◆ Work to do ◆
Output the records exactly. Include every line.

== Record extracts ==

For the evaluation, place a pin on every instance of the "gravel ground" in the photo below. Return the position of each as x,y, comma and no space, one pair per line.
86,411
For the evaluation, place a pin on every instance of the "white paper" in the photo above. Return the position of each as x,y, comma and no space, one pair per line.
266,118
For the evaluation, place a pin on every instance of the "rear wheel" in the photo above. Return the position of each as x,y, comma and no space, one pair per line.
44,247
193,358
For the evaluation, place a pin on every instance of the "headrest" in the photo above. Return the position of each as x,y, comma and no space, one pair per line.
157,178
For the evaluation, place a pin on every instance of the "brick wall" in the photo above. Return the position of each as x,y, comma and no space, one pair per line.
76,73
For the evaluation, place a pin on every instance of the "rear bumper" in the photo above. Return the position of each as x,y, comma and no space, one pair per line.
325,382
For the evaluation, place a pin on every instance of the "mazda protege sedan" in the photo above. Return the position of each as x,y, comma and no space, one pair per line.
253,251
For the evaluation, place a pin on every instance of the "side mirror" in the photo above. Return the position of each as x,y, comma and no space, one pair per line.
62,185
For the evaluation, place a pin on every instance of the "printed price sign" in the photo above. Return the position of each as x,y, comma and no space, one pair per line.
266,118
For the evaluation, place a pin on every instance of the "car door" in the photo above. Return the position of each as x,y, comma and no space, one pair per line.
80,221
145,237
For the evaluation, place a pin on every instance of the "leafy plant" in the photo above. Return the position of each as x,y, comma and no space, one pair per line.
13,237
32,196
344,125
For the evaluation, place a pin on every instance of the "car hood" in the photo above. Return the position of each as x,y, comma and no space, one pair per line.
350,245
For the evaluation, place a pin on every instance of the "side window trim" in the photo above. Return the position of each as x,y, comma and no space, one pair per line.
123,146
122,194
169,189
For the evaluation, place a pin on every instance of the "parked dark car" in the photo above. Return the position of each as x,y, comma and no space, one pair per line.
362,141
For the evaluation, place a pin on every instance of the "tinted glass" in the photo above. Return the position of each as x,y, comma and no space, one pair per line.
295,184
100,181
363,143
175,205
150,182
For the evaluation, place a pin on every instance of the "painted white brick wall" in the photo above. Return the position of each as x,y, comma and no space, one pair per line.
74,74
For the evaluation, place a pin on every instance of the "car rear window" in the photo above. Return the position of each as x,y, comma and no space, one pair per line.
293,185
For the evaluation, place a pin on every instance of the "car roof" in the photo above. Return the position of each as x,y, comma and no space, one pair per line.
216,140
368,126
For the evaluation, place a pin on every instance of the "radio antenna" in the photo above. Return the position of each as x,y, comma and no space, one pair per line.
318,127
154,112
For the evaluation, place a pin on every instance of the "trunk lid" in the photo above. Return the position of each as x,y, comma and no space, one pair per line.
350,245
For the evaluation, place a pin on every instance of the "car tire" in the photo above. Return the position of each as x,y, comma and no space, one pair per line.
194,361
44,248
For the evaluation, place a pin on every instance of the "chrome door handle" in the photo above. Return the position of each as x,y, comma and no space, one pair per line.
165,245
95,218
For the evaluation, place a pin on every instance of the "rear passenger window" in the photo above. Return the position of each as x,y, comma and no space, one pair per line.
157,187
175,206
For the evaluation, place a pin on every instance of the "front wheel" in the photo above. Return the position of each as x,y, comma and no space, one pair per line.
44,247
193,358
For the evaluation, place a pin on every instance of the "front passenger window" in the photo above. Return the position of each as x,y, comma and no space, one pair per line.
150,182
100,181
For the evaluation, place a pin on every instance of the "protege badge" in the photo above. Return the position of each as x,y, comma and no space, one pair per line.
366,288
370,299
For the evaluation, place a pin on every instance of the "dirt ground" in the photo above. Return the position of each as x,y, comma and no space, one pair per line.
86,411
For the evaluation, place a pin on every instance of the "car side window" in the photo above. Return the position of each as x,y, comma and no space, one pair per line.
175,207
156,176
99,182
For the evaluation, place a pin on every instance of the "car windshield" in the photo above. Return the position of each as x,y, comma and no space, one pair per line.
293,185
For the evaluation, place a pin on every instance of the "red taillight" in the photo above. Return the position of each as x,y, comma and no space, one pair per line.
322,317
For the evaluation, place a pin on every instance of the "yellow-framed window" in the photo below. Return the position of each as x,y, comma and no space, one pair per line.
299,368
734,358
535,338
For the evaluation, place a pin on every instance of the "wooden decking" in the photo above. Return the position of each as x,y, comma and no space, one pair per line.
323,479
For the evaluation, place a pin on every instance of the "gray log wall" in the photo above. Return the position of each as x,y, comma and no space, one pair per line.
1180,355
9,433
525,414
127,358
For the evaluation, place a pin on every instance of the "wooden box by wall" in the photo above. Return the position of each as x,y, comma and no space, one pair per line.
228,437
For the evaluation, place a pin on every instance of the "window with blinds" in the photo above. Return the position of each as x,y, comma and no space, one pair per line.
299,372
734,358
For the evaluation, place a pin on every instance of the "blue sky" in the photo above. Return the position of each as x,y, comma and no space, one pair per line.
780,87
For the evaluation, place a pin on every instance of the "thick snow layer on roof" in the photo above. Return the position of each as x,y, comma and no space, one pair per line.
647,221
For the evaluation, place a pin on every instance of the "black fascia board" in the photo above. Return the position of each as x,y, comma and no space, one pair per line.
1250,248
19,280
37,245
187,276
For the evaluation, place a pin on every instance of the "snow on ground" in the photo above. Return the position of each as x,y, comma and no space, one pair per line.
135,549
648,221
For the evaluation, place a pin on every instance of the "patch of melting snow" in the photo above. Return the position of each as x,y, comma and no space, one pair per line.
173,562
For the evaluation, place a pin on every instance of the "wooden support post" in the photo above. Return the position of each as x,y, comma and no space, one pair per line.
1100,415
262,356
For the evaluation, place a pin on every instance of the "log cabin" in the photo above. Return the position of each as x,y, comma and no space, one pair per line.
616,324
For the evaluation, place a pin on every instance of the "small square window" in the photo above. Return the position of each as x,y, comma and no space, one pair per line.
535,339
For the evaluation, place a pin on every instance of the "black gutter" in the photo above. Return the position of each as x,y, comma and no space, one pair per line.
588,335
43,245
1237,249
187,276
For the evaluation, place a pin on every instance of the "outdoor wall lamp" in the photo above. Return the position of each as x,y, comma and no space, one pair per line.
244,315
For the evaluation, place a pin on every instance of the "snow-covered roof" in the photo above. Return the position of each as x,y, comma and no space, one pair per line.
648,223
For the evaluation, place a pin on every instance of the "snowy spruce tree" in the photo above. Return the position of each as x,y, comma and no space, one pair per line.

===

◆ Exercise solution ◆
For the evaluation, place a pin on every instance of the "gravel ground" in the photo below. Return the position of each as x,y, comma and no space, one pair per line.
86,411
For the evaluation, place a pin on every instance of the "white paper" in the photo above. Return the position of each as x,y, comma and no space, one pair per line.
266,118
For the evaluation, place a pin on every instance of the "rear wheel" in the photo above. Return the position of each as x,y, comma and no space, one pair per line.
44,247
193,358
For the evaluation, place a pin on every instance of the "headrest" in the photo above. Return the position of each as x,y, comma and no space, one pair per line.
157,178
For the evaluation, place a pin on every instance of the "brick wall" in the photo above. Return the position of each as x,y, comma and no space, one pair per line.
76,73
For the evaluation, place a pin on every instance of the "rear bumper" in the photo above. Return the position of each as x,y, comma and no space, one pair per line.
325,382
For the evaluation, place a pin on every instance of the "mazda protege sedan" in the photo above. Return the position of each as x,y, comma and no space, one pair per line.
253,251
For the evaluation, place a pin on every instance of the "side mirror" in the photo above. Return the position of each as x,y, comma and no space, one pair per line.
62,185
For the evaluation, place a pin on every instance of the "printed price sign" in the photo above. Return the position of each as x,y, comma and no space, one pair per line.
266,118
For the evaluation, place a pin on every instance of the "car door" in the photo above. Return the position of each as x,y, comma and no space, one pair per line.
80,221
145,237
For the evaluation, place a pin on every instance of the "leafy plant" in the photo above. Return the position of each as x,y, comma and no space, one pair per line.
13,237
32,196
344,125
For the evaluation, place a pin on every instance of the "car hood" in the photo above. Return the position of each as x,y, comma and no space, one pair per line.
350,245
For the evaluation, place a pin on every instance of the "side window trim" in the photo above. Return the position of each as x,y, comma and no space, one pair per line.
123,146
122,194
169,189
For the evaluation, place a pin on every instance of the "parked dark car" in the photo above. Return the position of each as x,y, comma and no space, one pair per line.
362,141
For the evaluation, place a pin on every instance of the "tinted glass" in the photo above. Return the position of each as x,y, comma and no space, one pair per line.
295,184
100,181
363,143
175,205
150,182
For the evaluation, place a pin on every instance of the "painted white brick wall" in the photo above. Return the position of each as x,y, comma and no space, one pair per line.
74,74
For the evaluation, place a pin on every instance of the "car rear window" in the photo above. Return the position of each as x,y, comma and no space, one pair per line.
293,185
For the evaluation, place a pin on every instance of the "car roof" in the photo above. Return the position of each as x,y, comma and no space, one pair per line.
216,140
368,126
For the evaluation, place a pin on every instance of the "radio antenna" in the photo above. Return the position of each as x,y, comma and no space, one pair per line.
318,127
154,112
For the evaluation, place a pin on every instance of the "trunk lid" in the photo above. Return the position of each as x,y, comma and no space, one pair per line.
350,245
For the evaluation, place a pin on every instance of the "car tire" in the photo above. Return the position of each as x,y, comma and no space, one pair per line.
194,361
44,248
For the evaluation, place a pin on every instance of the "chrome door handle" in the photo above. Return the position of each as x,y, comma and no space, one pair per line.
165,245
95,218
For the evaluation, place a pin on every instance of the "rear passenger window" in the photo above. Return the position of each as x,y, comma and no space, one pair per line.
157,187
175,206
For the evaluation, place a pin on every instance of the "front wheel" in the photo above. Return the position of each as x,y, comma and no space, one pair per line.
44,247
193,358
For the evaluation, place a pin on every instance of the "front passenger window" in the photo above. Return the position of each as x,y, comma and no space, one pair per line.
150,182
100,181
For the evaluation, place a pin on every instance of the "protege badge" in the photo above. Return the position of each as x,y, comma and no space, one pair per line.
366,288
370,299
For the evaluation, place a pin on every instance of the "dirt ground" in the photo above. Return the position of each as x,y, comma and no space, one pair per line.
86,411
For the evaluation, place a pin on every instance of the "car side window" in the photo above. Return the position of each as x,y, comma and no space, one pair per line.
175,207
156,176
99,182
For the evaluation, place a pin on every instance of the "car windshield" in the photo above. Return the position of each as x,y, comma and no space, one pair per line.
293,185
For the evaluation, place a pin on every instance of the "red taillight" in the photo above. Return the position of each as x,y, comma and no space, one pair per line.
322,317
For the evaluation, place a pin on every instance of the "yellow-framed window" in the photo below. Return the position of each as x,y, comma and no space, one pair per line.
299,368
734,358
535,338
For the evaluation, place a pin on every instance of the "wooden decking" in the photo above. Return the position of each as x,y, comma and no space, one pair per line.
323,479
For the evaluation, place a pin on every instance of the "gray log wall" in the photo above. Return the position of each as x,y, comma and no space, one pair per line.
1180,355
9,433
525,414
127,358
For the evaluation, place a pin on every instance of the "wooden box by wall" in the photo above. Return the position of each as x,y, comma and no space, one pair per line.
228,437
For the evaluation, place a pin on every instance of the "window with blinds" in the photo above. Return the position of each as x,y, comma and no space, one pair per line.
299,372
734,358
For the evaluation, place a pin on every instance of the "blue sky" in the photo above. Return the position of each as x,y, comma and no space, one pair per line.
780,87
For the evaluation, place a pin on every instance of the "thick snow layer on roof" in the photo above. Return the position of each as x,y, comma and no space, one pair per line.
647,221
For the evaluation, place a pin on every instance of the "black fascia board" in the photo above. Return the position of each as x,y, comma and no space, one pair per line.
1250,248
19,280
37,245
187,276
For the evaluation, place a pin on every instance of the "snow on ground" in the photo above. Return the position of each as x,y, comma and no space, one pair per line.
135,549
648,221
For the evaluation, place a pin on every instance of the "patch of melting snow" in the photo above. Return the position of each as x,y, comma and no space, one pair per line.
173,562
For the evaluation, place a pin on every instance of the "wooden support post" in the photo above. Return the position of each as x,y, comma and no space, one pair per line.
1100,415
262,356
For the evaluation, place a pin on every instance of the "log cabin" in the photo above. Return the position of each as x,y, comma and no space, one pair per line.
616,324
For the evaluation, place a pin on every instance of the "small square window" in the photo above. Return the position of each as x,y, comma and no space, one pair per line.
535,339
For the evaluation, place a pin on every instance of the "black gutter" in the photo above. Return the position of each as x,y, comma and no space, one pair per line.
588,335
43,245
1237,249
187,276
For the evaluation, place a pin on every instance of the "outdoor wall lamp" in the photo above. Return the position of each as x,y, comma and no space, one pair per line.
244,315
For the evaluation, place a pin on every instance of the "snow-covered roof" in the photo above. Return the position of each as x,y, comma and no space, one pair per line.
648,223
For the evaluation, place a pin on every instance of the "snowy spruce tree" in the photo above. Return the position of each as x,y, comma and no space, one pair per line.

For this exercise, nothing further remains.